Convert the data from the line containing "The service MUST return one point per instance of the cone" through the line containing "pixel 1163 411" into a two-column CSV with the headers input and output, putting each text and its answer together on one row. Wrap every field in quotes and change any line breaks within a field to spaces.

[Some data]

↓↓↓

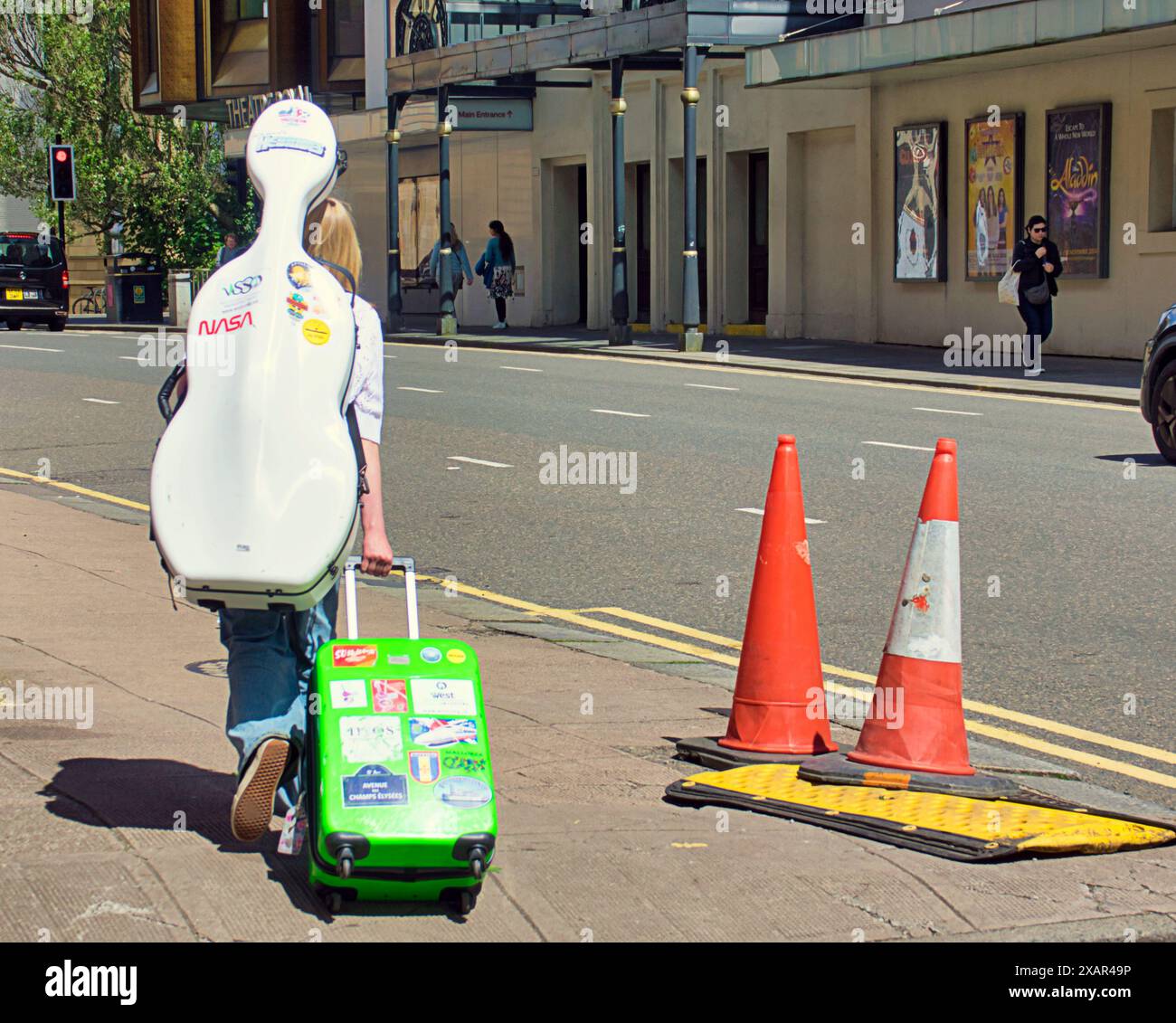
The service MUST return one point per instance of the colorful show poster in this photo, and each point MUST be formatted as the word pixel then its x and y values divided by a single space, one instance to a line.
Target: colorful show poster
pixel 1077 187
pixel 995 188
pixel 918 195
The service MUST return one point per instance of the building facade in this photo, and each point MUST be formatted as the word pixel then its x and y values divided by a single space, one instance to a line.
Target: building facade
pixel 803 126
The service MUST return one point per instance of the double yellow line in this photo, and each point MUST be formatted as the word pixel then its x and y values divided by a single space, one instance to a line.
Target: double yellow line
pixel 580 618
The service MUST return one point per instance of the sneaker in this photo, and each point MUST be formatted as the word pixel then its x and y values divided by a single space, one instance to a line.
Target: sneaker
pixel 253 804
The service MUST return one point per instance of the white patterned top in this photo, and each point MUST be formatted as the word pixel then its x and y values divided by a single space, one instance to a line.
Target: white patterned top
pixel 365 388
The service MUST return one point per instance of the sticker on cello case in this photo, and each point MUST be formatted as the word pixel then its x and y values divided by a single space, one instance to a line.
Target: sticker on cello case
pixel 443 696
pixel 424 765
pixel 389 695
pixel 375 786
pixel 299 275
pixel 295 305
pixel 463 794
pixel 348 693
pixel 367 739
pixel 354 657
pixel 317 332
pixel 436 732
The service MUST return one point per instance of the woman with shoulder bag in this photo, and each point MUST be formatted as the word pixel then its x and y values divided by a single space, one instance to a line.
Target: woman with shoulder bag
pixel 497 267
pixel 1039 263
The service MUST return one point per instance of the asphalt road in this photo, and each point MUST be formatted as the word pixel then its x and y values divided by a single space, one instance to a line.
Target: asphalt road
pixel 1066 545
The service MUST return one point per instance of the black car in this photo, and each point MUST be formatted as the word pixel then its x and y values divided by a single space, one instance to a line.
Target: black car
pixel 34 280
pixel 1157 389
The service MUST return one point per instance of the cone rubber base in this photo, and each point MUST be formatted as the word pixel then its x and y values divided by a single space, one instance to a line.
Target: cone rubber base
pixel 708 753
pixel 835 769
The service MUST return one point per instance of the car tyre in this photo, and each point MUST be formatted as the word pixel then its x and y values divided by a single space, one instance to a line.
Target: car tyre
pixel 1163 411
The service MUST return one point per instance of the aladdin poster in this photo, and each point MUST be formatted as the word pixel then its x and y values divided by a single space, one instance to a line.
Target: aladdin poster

↑↑↑

# [Task result]
input,output
"The service MUST return one point per instance of the cone rubber base in this photo, and each point MUST be formatted as the word pixel then its x and y values divided by a single space, one instance to a line. Target: cone rubber base","pixel 708 753 pixel 835 769"
"The service MUST return one point per instance of the car tyre in this photo, and each point MUST be formatted as the word pixel then its x and y values divided by a single space, one instance to a line. Target: car tyre","pixel 1163 411"